BEGIN Given records

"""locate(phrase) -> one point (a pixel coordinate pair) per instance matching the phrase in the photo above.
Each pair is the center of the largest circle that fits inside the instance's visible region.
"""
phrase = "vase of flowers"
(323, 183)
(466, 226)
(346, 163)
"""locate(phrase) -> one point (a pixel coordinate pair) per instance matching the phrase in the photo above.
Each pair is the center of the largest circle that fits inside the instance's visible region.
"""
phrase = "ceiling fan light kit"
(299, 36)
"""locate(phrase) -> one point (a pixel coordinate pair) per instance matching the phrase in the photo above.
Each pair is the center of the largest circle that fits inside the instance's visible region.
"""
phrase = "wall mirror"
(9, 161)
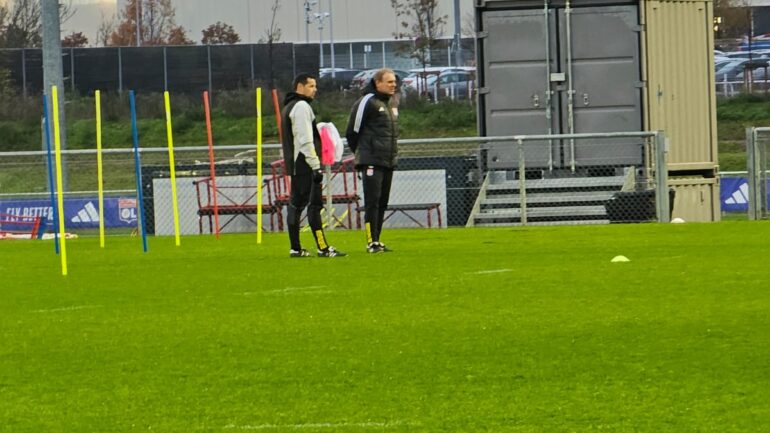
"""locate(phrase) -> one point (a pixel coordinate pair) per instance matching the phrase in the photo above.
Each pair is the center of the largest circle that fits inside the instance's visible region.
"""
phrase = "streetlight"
(320, 17)
(308, 8)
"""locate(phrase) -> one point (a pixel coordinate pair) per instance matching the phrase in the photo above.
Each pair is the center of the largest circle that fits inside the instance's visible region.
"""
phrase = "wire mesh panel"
(187, 69)
(536, 180)
(231, 67)
(438, 183)
(96, 68)
(143, 69)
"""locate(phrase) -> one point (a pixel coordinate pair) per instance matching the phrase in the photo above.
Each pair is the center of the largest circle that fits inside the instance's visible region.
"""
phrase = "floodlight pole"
(53, 73)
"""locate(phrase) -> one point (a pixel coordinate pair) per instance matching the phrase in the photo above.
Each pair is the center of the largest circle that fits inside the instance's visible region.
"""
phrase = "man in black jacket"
(372, 135)
(301, 147)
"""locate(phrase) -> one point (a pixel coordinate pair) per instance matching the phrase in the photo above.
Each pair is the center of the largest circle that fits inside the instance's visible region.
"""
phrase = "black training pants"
(303, 192)
(377, 182)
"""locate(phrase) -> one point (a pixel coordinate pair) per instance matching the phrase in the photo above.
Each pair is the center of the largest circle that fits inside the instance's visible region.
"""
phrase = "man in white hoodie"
(301, 147)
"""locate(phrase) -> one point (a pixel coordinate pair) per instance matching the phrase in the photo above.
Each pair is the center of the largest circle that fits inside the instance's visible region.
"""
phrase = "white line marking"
(313, 426)
(75, 308)
(492, 271)
(307, 289)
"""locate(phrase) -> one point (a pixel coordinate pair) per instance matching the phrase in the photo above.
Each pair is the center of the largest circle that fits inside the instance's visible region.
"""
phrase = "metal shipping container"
(587, 66)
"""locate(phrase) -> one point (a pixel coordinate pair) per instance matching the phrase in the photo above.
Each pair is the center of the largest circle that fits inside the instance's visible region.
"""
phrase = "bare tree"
(736, 18)
(420, 22)
(157, 25)
(106, 28)
(75, 40)
(21, 26)
(272, 35)
(219, 33)
(468, 27)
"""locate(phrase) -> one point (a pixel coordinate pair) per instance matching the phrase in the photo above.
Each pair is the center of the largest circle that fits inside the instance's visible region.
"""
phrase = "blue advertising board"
(79, 213)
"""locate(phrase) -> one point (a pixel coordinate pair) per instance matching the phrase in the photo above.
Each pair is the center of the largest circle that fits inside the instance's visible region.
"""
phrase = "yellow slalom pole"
(59, 181)
(259, 165)
(99, 171)
(171, 167)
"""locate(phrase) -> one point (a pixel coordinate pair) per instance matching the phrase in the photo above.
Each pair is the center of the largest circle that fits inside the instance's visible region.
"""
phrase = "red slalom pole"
(212, 166)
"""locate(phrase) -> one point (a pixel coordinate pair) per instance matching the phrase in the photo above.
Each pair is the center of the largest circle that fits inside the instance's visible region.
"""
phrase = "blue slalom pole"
(51, 186)
(138, 166)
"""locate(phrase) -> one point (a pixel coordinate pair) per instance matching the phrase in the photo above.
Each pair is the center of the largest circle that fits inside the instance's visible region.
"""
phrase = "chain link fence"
(755, 192)
(454, 182)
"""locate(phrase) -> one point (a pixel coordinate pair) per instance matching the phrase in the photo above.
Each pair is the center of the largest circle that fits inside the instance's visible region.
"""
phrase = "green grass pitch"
(458, 330)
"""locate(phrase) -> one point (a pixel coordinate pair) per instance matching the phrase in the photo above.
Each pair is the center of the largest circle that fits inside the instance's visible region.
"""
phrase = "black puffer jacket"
(372, 131)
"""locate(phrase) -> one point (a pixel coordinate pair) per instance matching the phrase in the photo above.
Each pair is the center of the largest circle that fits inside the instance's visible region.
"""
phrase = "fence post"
(24, 72)
(755, 174)
(120, 70)
(662, 203)
(72, 69)
(208, 56)
(522, 183)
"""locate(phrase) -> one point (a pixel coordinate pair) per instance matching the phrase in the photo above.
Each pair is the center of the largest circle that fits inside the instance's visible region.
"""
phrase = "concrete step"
(555, 198)
(545, 223)
(564, 212)
(581, 183)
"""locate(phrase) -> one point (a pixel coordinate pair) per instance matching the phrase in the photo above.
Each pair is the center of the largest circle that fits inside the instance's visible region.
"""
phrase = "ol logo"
(127, 209)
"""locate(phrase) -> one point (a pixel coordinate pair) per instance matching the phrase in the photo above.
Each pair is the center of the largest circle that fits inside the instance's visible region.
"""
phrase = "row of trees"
(153, 20)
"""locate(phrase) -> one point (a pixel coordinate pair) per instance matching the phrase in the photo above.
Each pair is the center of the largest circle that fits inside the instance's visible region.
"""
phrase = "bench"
(281, 186)
(408, 207)
(231, 207)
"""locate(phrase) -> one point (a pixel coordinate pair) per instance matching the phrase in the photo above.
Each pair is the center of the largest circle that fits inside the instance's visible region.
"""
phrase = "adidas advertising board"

END Given records

● What is expected: The entries above are to be returned exactly, without their pictures.

● Full output:
"""locate(phrase) -> one point (a pixel coordinate pair) per instance matching the phrase in the photo above.
Each pair is the center of the largest circle that fits inside the instance's visible region.
"""
phrase = "vase of flowers"
(323, 183)
(466, 226)
(346, 163)
"""locate(phrase) -> one point (a pixel coordinate pair) per instance matching the phrase in the photo above.
Each pair is the center of the largest circle that fits inside the instance's visible region.
"""
phrase = "ceiling fan light kit"
(299, 36)
"""locate(phrase) -> one point (a pixel coordinate pair) per instance matching the phrase in the photo above.
Each pair is the center of the largest circle that fits inside the instance's visible region.
"""
phrase = "wall mirror"
(9, 161)
"""locate(phrase) -> one point (a pixel coordinate pair) per instance matching the phrase in the photo above.
Each pair is the center of the largest circle that fits inside the instance's visible region.
"""
phrase = "streetlight"
(320, 17)
(308, 8)
"""locate(phrase) -> one point (a pixel coordinate pair) per instance matching the phrase in the photo above.
Each pair is the center of the largest circle that fits inside the instance's visible region.
"""
phrase = "wire mesh panel"
(187, 69)
(536, 180)
(231, 67)
(438, 183)
(96, 68)
(143, 69)
"""locate(phrase) -> one point (a pixel coordinate pair) per instance matching the phrase in the photo above.
Each pair is the center of the largest circle that fits inside the instance's visible region.
"""
phrase = "floodlight pole"
(53, 73)
"""locate(phrase) -> one point (a pixel coordinate pair) per instance matching the phrase in the photo above.
Each pair is the center of the largest circle that fits inside the instance's visible region.
"""
phrase = "man in black jacket"
(372, 135)
(301, 147)
"""locate(phrase) -> one point (a pixel coordinate pair) per instance matching the phrase in the photo above.
Each pair is the center of the largest circle that fits inside the instance's visible region.
"""
phrase = "black training pants"
(303, 192)
(377, 182)
"""locate(phrase) -> one point (a pixel coordinate pair) per instance matching the phrase in the photo above.
Each pair is the center of the largest circle that fits inside the instance's visible region.
"""
phrase = "man in white hoodie"
(301, 147)
"""locate(phrase) -> one point (a pixel coordinate pair) per instance matching the phrase in the photo above.
Each pair is the center of the largest circle that fits inside the instance's visible region.
"""
phrase = "white line marking"
(313, 426)
(75, 308)
(492, 271)
(307, 289)
"""locate(phrase) -> one point (a pixel coordinate pair) per instance matching the phrase in the photo above.
Each pair is the center of the largest circle that fits inside the instance's visible region.
"""
phrase = "metal shipping container"
(587, 66)
"""locate(phrase) -> one point (a pixel coordinate pair) per instance matching the phrase in the photo above.
Each pair is the center of the largest circle that fits inside the instance's visible region.
"""
phrase = "bare tree"
(736, 18)
(420, 22)
(157, 25)
(106, 28)
(75, 40)
(21, 26)
(272, 35)
(219, 33)
(468, 27)
"""locate(phrase) -> one point (a pixel coordinate pair) per instance matching the phrase in the photo above.
Each pair is the center of the largest circle that fits inside the instance's visible region.
"""
phrase = "blue advertising board"
(79, 213)
"""locate(phrase) -> one point (a pixel coordinate pair) per instance matching the phrase in the photo above.
Each pair is the center of the largest circle that fits inside the instance's visible region.
"""
phrase = "yellow slalom pole"
(59, 181)
(259, 165)
(99, 171)
(171, 167)
"""locate(phrase) -> one point (a pixel coordinate pair) per instance matching the phrase in the photo above.
Each pair is the center of the largest circle that fits inside the instance's visible region.
"""
phrase = "red slalom pole"
(212, 166)
"""locate(phrase) -> one point (a pixel coordinate pair) per instance matching the phrase in the photo above.
Each pair is the center of the largest circle that fits inside the instance's visible region.
"""
phrase = "blue slalom pole"
(51, 186)
(138, 166)
"""locate(phrase) -> one point (a pixel coordinate pair) per instance matching the phrase in the photo above.
Each pair is the center of the largest circle that fits inside the instance's visible region.
"""
phrase = "chain link fence"
(755, 192)
(454, 182)
"""locate(phrase) -> one point (a pixel coordinate pair) per instance matching the phrase in the photo above.
Each pair is the center of the largest circle that fits inside the instance's visible region.
"""
phrase = "green grass pitch"
(458, 330)
"""locate(phrase) -> one point (a pixel coordinate pair) per instance matching the phrase in the photo above.
Each pair is the center of the largest circle that fits inside the instance's visible region.
"""
phrase = "black puffer jacket"
(372, 131)
"""locate(phrase) -> one point (a pixel coordinate pair) per instance matching the phrase in the photo above.
Each pair is the center of the largest circle that fits inside the instance's visible region.
"""
phrase = "fence post"
(24, 72)
(755, 174)
(120, 70)
(662, 203)
(72, 69)
(208, 56)
(522, 183)
"""locate(phrase) -> one point (a pixel coordinate pair) per instance matching the phrase in the photo above.
Each pair is the center of the largest circle that fits inside the instance's visible region.
"""
phrase = "concrete step"
(555, 198)
(545, 223)
(564, 212)
(581, 183)
"""locate(phrase) -> one point (a pixel coordinate pair) per instance matching the phrase in the photo above.
Each pair is the center of the largest circle that fits inside the instance's visible region.
"""
phrase = "ol logo"
(127, 209)
"""locate(phrase) -> one point (a pixel coordinate pair) per instance matching the phrase in the photo above.
Each pair is the center of the largest circle that fits inside the instance's visible region.
"""
phrase = "row of trees"
(153, 20)
"""locate(phrase) -> one point (a pixel coordinate pair) per instance matching the phrase in the photo above.
Each pair is the center of the largest circle that fits inside the instance's visible region.
"""
phrase = "bench"
(281, 186)
(408, 207)
(231, 207)
"""locate(phrase) -> one point (a pixel coordinate pair) per instance matching the phrase in the photo above.
Each pair is the center of the largest circle that fits inside the instance's visible region.
"""
phrase = "adidas advertising board"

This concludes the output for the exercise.